DIRECTIONS: Please restate all of the records word for word, setting the pictures aside.

#### SOURCE MATERIAL ####

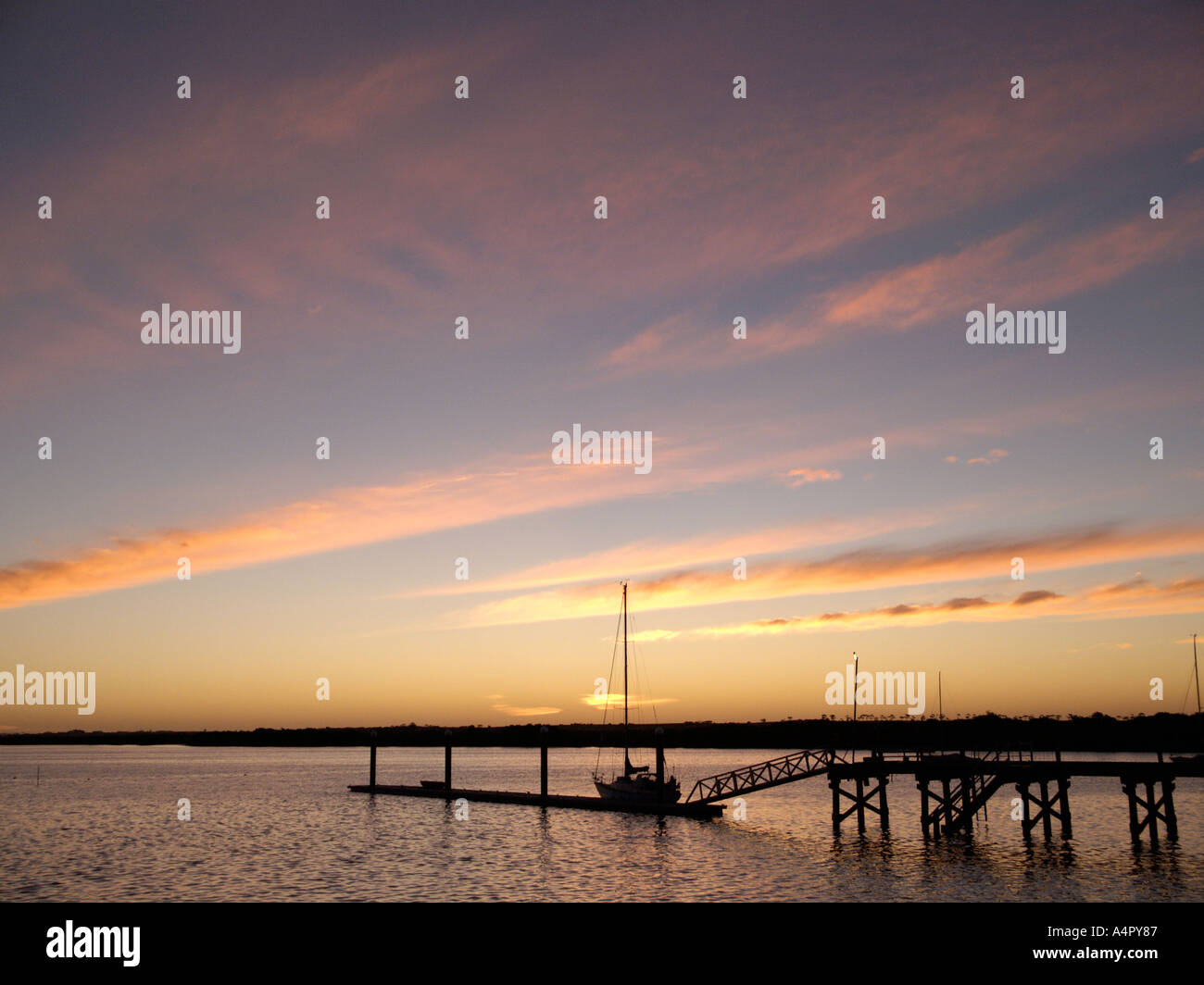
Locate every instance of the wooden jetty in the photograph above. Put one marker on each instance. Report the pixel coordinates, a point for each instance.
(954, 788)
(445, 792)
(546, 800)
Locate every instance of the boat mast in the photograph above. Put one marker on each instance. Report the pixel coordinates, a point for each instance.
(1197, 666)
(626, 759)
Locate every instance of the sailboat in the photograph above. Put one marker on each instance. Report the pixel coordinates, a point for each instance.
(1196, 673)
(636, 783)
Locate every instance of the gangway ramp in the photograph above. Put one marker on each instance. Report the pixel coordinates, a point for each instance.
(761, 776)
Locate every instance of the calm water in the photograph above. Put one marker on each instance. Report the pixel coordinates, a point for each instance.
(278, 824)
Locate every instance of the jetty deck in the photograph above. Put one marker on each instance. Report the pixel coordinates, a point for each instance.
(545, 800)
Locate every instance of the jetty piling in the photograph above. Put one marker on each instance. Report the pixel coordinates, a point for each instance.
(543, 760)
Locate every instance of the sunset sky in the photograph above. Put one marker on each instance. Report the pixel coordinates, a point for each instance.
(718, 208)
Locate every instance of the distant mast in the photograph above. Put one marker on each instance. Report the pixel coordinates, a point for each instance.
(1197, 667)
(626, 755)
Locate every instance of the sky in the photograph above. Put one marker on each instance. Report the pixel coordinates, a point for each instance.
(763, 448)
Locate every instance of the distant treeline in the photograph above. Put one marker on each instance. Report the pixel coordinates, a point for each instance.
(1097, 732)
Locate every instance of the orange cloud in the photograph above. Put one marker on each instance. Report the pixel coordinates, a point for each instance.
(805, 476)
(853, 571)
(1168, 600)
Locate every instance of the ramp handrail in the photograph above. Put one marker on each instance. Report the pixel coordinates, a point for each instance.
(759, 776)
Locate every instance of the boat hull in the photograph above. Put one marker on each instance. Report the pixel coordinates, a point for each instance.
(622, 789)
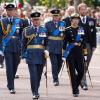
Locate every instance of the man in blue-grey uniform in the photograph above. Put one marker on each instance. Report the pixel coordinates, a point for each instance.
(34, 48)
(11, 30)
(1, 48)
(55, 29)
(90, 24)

####

WORKED SOLUTION:
Locate every instance of the wooden jetty in the photograph above. Put one marker on each instance. Report the pixel coordinates, a point for each instance.
(954, 788)
(445, 792)
(546, 800)
Locate every instance of the boat mast in the photograph above. Put one marker on each instance. Report the pixel coordinates, a point for each instance.
(1197, 666)
(626, 759)
Locate every instance of the sailboat in the photograph above. Put one marker on each instance. Report the pixel coordinates, a point for each instance.
(1196, 673)
(636, 783)
Locate every instance of the gangway ramp in the photograph above. Put one marker on each instance. Report the pixel coordinates, a point for each instance.
(761, 776)
Locate every instance of the calm water in the photograph above. Put one marker on each instance. Report the pixel coordinates, a point for each instance.
(278, 824)
Locate every instance of the jetty deck in the photograph above. Put one marker on each instance. Report the pixel coordinates, a point for each instance.
(545, 800)
Locate every instance of the jetty piling in the photograph above. Put one marker on each instance. Report the pixel coordinates, a point for each instance.
(543, 760)
Locate every instance of the sunset sky in the photograph above. Put one marker on each instance. Report the pixel coordinates, a point for each instance.
(718, 208)
Locate every instance of the distant mast in the photograph above. Put one marker on each instance. Report the pixel coordinates, a point for each instance.
(1197, 667)
(626, 755)
Locate every instance of the sky in the photograph above. Put one marker on each instance. Report the pixel coordinates, a point for each instance.
(763, 448)
Locate every instance of the distant treeline in the photograph above. Put one marker on each instance. Report the pixel coordinates, a point for each instance.
(1097, 732)
Locate every instance of the orange cloud in the photograph above. Put one marker on each instance. Report the pixel coordinates, a point for each instance.
(805, 476)
(853, 571)
(1168, 600)
Locate every instance of the ramp handrail in the photograph above. Put one marker on each instance. Report the pixel coordinates, a point for each instance.
(759, 776)
Locate every instance of the boat hull in the photograph above. Put one marker on each instance. Report the pixel coordinates, a point for each instance.
(622, 789)
Locate every instance of the man in blue-grey uniform in the photograph above. Put one marker on each instance. Report the pixel coordinates, a point for each instance.
(34, 48)
(11, 30)
(1, 48)
(55, 29)
(90, 24)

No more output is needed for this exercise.